Starting with the line that contains "Objective — locate the memorial", copy every line through the end of the data below, exactly and with nothing added.

-- START OF Data provided --

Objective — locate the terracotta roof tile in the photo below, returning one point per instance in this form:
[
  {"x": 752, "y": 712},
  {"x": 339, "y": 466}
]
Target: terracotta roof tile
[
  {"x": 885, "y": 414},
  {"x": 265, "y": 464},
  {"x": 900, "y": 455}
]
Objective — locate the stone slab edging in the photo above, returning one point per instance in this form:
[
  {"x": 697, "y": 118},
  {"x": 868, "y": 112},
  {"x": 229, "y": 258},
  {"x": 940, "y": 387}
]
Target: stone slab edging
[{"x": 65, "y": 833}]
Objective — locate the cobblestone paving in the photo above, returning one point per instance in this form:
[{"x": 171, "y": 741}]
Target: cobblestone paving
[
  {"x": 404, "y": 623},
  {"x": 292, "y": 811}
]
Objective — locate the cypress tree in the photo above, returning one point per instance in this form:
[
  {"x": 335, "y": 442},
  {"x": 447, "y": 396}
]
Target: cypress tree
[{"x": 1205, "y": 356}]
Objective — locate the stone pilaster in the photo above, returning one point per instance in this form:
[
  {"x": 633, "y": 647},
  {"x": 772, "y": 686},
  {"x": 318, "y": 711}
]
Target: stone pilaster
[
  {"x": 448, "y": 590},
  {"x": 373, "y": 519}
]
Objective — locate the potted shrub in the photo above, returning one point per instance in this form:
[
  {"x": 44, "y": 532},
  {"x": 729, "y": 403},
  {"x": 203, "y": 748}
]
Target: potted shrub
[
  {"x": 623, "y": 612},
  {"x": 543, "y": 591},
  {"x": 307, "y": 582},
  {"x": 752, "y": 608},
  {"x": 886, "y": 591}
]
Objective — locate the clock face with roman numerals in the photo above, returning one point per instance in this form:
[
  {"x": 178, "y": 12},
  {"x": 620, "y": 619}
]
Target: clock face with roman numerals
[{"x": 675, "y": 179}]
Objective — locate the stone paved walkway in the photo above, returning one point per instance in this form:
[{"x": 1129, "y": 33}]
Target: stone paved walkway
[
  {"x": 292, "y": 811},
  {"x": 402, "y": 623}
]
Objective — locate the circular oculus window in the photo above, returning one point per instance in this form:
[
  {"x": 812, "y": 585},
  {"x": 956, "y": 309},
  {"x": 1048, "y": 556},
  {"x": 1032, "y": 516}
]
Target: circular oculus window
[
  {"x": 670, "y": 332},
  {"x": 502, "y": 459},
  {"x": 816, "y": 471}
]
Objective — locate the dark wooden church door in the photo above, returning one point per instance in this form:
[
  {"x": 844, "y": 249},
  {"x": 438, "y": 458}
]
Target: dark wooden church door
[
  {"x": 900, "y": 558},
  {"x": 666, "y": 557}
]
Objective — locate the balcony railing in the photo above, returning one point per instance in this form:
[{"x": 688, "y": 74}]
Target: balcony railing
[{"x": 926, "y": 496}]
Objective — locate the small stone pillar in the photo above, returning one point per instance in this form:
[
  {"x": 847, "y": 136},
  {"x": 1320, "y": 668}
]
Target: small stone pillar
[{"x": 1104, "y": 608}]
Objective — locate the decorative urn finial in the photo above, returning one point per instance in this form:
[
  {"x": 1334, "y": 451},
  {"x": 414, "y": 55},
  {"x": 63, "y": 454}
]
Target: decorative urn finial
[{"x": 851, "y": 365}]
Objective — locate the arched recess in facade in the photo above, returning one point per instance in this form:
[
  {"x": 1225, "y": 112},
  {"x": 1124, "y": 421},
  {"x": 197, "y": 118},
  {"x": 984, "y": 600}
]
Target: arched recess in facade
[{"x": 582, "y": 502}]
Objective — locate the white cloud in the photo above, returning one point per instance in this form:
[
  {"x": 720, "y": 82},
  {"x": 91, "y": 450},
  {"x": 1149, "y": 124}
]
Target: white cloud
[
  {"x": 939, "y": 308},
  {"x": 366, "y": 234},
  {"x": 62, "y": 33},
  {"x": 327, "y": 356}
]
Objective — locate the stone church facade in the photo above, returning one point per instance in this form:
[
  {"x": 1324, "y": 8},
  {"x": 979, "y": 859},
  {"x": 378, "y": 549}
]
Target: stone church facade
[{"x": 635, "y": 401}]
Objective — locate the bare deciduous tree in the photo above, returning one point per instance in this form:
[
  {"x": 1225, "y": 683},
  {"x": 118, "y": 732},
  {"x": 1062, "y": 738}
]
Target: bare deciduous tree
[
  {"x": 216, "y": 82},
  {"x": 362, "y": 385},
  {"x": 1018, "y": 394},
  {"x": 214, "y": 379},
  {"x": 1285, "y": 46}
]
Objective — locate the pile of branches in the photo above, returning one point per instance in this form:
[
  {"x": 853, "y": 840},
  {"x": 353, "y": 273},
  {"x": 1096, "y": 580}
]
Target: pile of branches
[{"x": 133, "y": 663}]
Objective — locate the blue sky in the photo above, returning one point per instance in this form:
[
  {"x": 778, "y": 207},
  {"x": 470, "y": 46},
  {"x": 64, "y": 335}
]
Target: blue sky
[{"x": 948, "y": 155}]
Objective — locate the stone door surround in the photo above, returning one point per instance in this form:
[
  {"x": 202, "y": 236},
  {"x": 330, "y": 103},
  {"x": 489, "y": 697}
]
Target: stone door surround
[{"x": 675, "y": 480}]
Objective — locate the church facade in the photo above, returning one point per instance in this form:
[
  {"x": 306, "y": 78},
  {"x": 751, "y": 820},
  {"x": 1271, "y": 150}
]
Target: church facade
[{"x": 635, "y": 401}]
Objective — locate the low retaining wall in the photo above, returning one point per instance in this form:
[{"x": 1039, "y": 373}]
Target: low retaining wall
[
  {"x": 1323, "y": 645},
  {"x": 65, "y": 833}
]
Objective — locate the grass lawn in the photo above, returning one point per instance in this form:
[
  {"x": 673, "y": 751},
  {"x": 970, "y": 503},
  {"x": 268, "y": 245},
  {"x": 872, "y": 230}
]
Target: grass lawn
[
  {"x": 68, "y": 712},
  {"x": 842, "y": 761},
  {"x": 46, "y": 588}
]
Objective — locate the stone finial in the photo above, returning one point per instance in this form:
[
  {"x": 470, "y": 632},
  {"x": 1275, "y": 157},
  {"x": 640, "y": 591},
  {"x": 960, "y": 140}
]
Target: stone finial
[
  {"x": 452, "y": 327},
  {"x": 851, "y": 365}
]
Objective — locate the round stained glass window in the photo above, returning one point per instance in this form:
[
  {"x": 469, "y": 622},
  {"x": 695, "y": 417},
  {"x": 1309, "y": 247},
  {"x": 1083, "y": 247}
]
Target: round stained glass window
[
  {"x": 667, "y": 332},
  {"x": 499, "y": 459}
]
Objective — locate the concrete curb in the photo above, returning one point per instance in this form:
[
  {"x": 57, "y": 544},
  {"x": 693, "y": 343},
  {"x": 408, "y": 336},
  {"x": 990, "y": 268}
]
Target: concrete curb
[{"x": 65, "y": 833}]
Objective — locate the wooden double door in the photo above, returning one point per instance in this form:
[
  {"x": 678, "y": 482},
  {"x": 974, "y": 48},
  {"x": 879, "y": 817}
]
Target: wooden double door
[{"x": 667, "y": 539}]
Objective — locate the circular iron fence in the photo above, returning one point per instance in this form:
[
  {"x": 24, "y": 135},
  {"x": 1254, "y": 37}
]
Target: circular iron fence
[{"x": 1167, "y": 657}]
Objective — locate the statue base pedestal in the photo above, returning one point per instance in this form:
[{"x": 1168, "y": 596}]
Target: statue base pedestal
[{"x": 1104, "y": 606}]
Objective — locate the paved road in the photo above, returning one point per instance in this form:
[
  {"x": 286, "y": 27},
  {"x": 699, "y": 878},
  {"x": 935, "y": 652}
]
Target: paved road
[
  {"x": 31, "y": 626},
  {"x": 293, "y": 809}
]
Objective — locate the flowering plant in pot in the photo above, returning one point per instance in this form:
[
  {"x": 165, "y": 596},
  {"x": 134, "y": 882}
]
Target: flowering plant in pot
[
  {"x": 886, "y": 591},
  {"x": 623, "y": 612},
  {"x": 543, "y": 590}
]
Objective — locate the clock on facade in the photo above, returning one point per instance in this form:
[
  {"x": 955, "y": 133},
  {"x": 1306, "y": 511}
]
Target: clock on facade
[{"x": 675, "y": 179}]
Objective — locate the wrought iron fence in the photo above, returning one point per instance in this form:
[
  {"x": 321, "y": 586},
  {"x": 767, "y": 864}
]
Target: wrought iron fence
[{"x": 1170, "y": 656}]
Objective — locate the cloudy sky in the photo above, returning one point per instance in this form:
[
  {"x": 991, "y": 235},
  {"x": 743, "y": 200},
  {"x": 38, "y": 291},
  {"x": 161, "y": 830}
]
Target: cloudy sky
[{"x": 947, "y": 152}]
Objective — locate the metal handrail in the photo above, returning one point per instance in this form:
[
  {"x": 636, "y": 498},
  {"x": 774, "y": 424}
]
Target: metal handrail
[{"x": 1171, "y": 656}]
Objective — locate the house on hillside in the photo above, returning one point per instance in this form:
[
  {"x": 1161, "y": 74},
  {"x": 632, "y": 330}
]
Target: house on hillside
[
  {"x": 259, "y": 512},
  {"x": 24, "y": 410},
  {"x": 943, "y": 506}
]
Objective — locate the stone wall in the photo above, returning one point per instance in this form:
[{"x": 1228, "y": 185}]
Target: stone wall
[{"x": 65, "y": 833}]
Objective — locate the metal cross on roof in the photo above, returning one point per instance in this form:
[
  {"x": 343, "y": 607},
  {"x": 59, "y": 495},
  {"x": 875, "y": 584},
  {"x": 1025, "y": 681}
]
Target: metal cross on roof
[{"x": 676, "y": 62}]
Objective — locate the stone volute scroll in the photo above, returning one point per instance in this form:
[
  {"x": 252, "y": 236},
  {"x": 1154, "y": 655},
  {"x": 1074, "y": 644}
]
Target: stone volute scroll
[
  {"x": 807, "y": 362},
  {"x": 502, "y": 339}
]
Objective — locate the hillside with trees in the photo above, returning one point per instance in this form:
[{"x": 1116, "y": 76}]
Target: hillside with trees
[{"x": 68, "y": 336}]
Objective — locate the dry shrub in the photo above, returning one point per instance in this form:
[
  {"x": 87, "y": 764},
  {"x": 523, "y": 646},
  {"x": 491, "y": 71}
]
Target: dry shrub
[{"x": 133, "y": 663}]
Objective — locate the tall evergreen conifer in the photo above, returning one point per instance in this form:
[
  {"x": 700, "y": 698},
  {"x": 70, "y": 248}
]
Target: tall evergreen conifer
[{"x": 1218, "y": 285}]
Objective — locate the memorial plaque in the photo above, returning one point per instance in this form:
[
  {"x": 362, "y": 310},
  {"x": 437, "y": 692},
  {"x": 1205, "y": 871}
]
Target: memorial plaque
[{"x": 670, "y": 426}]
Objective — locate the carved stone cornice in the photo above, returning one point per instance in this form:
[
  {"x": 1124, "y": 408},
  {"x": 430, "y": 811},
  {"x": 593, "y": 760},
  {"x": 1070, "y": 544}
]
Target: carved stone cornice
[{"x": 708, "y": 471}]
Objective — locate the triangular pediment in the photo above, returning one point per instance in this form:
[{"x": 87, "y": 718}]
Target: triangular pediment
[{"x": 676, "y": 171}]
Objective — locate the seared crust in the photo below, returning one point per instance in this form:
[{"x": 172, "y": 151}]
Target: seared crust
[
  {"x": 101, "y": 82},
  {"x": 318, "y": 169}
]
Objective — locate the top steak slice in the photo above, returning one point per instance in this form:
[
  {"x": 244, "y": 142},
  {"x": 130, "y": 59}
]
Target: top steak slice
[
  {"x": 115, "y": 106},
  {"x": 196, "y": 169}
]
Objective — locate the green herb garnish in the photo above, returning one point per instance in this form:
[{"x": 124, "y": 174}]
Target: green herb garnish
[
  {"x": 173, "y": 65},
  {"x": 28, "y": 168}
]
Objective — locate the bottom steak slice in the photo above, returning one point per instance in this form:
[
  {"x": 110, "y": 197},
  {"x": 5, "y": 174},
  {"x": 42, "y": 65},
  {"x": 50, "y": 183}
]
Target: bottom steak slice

-- END OF Data provided --

§ **In response**
Objective — locate the memorial plaque in the photo above, returning one point per instance in this form:
[
  {"x": 362, "y": 310},
  {"x": 437, "y": 692},
  {"x": 1205, "y": 871}
]
Target: memorial plaque
[{"x": 670, "y": 426}]
Objective — locate the carved stone cornice in the photo above, returning one point per instance in this form:
[
  {"x": 1124, "y": 408},
  {"x": 430, "y": 811},
  {"x": 593, "y": 760},
  {"x": 1070, "y": 544}
]
Target: carved stone cornice
[{"x": 708, "y": 471}]
Objective — locate the triangular pediment in the photo above, returning one point per instance in this form:
[{"x": 87, "y": 718}]
Target: triangular pediment
[{"x": 676, "y": 171}]
Objective — locate the seared crust in the photo below, returning one point per instance in this form:
[{"x": 172, "y": 151}]
Target: seared crust
[
  {"x": 101, "y": 82},
  {"x": 318, "y": 169}
]
Objective — locate the top steak slice in the photo above, returning one point per instance in this form:
[
  {"x": 244, "y": 142},
  {"x": 130, "y": 59}
]
Target: top steak slice
[
  {"x": 115, "y": 106},
  {"x": 196, "y": 169}
]
Objective — locate the green herb garnish in the photo above, returning one point per instance in this form:
[{"x": 124, "y": 174}]
Target: green herb garnish
[
  {"x": 173, "y": 65},
  {"x": 28, "y": 168}
]
Objective — locate the bottom steak slice in the photo above, returning one point per instance in this form:
[
  {"x": 110, "y": 197},
  {"x": 5, "y": 174},
  {"x": 42, "y": 65},
  {"x": 50, "y": 183}
]
Target: bottom steak slice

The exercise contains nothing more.